▽

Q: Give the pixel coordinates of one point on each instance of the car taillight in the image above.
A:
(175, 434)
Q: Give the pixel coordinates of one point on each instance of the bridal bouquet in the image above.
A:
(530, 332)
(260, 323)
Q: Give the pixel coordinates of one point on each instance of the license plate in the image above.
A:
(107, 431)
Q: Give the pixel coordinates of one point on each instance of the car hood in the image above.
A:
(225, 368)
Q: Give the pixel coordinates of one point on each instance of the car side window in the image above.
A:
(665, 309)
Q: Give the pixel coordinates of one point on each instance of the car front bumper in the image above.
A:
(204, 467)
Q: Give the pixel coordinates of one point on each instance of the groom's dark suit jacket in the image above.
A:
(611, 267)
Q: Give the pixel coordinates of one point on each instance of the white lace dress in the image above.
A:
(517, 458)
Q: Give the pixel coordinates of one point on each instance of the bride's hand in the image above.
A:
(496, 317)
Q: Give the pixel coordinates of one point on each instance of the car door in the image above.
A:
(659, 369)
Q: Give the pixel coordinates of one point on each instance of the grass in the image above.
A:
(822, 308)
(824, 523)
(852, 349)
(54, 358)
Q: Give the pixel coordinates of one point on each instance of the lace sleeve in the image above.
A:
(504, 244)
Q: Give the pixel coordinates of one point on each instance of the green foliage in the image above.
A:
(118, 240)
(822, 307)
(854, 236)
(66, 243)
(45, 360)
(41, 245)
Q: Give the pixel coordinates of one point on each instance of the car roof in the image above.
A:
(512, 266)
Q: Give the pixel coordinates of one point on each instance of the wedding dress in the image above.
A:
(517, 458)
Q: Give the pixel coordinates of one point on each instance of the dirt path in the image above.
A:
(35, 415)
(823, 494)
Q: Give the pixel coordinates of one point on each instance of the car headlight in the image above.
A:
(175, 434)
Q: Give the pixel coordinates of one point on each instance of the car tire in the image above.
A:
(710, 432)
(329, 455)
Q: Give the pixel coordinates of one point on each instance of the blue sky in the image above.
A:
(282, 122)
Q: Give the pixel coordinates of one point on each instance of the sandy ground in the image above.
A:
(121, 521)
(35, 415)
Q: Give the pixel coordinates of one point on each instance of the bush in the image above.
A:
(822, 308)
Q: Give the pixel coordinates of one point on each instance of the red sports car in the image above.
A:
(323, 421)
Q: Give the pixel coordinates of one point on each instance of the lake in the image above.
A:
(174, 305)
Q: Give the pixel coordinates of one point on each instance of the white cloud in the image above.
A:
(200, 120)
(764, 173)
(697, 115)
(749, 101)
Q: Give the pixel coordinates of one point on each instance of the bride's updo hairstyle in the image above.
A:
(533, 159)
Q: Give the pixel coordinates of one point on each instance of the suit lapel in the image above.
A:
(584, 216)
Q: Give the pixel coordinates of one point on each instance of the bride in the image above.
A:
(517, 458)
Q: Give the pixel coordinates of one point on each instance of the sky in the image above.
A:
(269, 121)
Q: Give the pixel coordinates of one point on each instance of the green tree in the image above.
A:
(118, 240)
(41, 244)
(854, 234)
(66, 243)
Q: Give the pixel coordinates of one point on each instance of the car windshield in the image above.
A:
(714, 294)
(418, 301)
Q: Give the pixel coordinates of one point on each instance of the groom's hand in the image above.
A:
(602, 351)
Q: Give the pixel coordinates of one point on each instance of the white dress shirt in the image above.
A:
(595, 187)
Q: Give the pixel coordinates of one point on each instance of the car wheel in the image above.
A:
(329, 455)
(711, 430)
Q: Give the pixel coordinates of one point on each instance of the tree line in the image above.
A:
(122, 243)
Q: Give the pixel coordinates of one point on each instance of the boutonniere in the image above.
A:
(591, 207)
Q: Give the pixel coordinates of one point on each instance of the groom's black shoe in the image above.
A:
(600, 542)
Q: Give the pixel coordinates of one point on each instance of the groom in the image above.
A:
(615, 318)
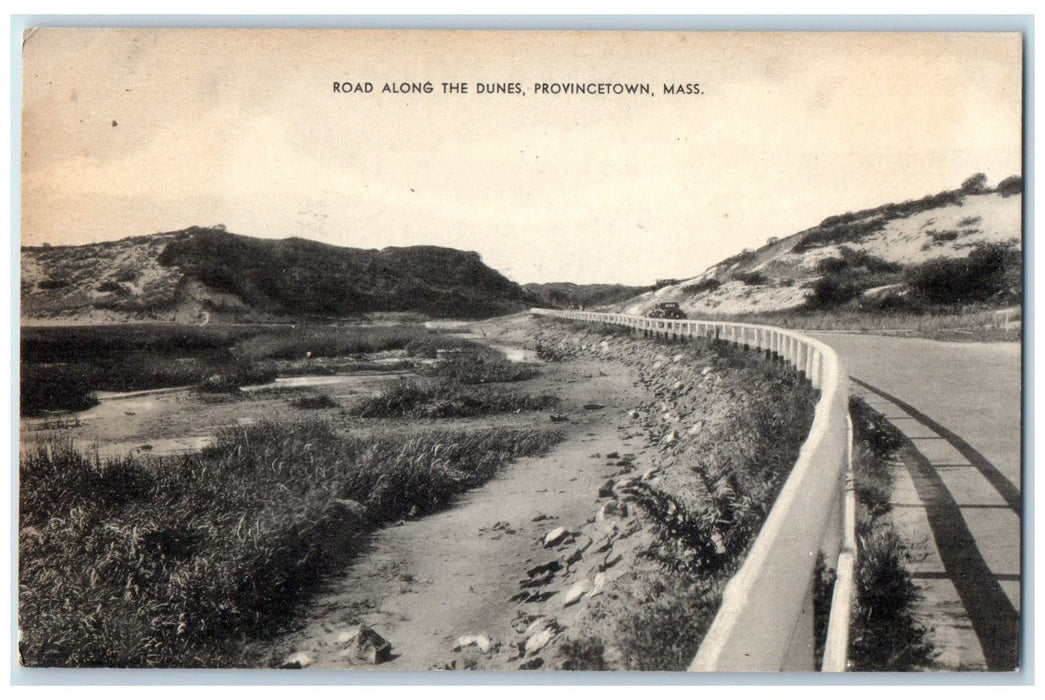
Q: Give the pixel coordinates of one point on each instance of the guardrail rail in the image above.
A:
(765, 622)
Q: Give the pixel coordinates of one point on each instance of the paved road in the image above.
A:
(958, 494)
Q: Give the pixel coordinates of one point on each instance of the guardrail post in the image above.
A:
(766, 619)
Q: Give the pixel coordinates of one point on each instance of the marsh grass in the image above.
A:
(175, 561)
(63, 368)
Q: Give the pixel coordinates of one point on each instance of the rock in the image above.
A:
(480, 640)
(556, 536)
(369, 646)
(298, 660)
(536, 626)
(347, 636)
(552, 565)
(538, 640)
(575, 592)
(578, 553)
(612, 509)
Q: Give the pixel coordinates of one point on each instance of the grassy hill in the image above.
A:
(943, 251)
(567, 295)
(192, 275)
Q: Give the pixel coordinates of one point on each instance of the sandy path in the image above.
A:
(424, 583)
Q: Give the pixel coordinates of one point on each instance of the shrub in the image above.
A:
(832, 290)
(709, 284)
(1011, 185)
(978, 277)
(114, 287)
(750, 278)
(975, 184)
(54, 388)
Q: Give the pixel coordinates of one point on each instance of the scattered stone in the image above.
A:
(538, 640)
(555, 537)
(480, 640)
(348, 636)
(537, 581)
(578, 554)
(369, 646)
(538, 625)
(575, 592)
(553, 565)
(298, 660)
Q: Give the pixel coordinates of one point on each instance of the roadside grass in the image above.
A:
(420, 398)
(702, 537)
(884, 634)
(971, 323)
(704, 519)
(175, 562)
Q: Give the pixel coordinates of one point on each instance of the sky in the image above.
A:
(131, 132)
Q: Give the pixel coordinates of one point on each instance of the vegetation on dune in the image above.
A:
(304, 277)
(172, 562)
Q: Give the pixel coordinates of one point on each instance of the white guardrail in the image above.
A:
(765, 622)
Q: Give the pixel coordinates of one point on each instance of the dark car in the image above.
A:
(667, 309)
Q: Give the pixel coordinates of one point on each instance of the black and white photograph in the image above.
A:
(510, 350)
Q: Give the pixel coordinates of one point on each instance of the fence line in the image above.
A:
(765, 622)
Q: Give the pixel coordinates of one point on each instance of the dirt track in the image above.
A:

△

__Work instruction__
Taking the lines above, repeat exactly those from the line that contains "plate in the image above." through the line that contains "the grass in the image above.", and both of those lines as well. Include nothing else.

__Exercise response__
Q: Give the pixel coordinates of one point on each instance of the license plate in the image above.
A:
(107, 431)
Q: Give the pixel coordinates of one point on each instance of the car hood in the image above.
A:
(225, 368)
Q: Give the pixel coordinates of one point on each instance of the car side window in the image above.
A:
(665, 309)
Q: Give the pixel coordinates of one point on each instance of the car front bumper in the image above.
A:
(204, 467)
Q: Give the pixel coordinates of one point on each instance of the groom's dark suit jacket in the image above.
A:
(611, 267)
Q: Give the pixel coordinates of one point on each instance of the white lace dress in the image above.
A:
(517, 458)
Q: Give the pixel coordinates of one point on each instance of the bride's hand in the image above.
A:
(496, 317)
Q: Give the pixel coordinates of one point on each instance of the car door in the image above.
A:
(659, 369)
Q: Give the pixel coordinates of one point on each instance of the grass in the image above.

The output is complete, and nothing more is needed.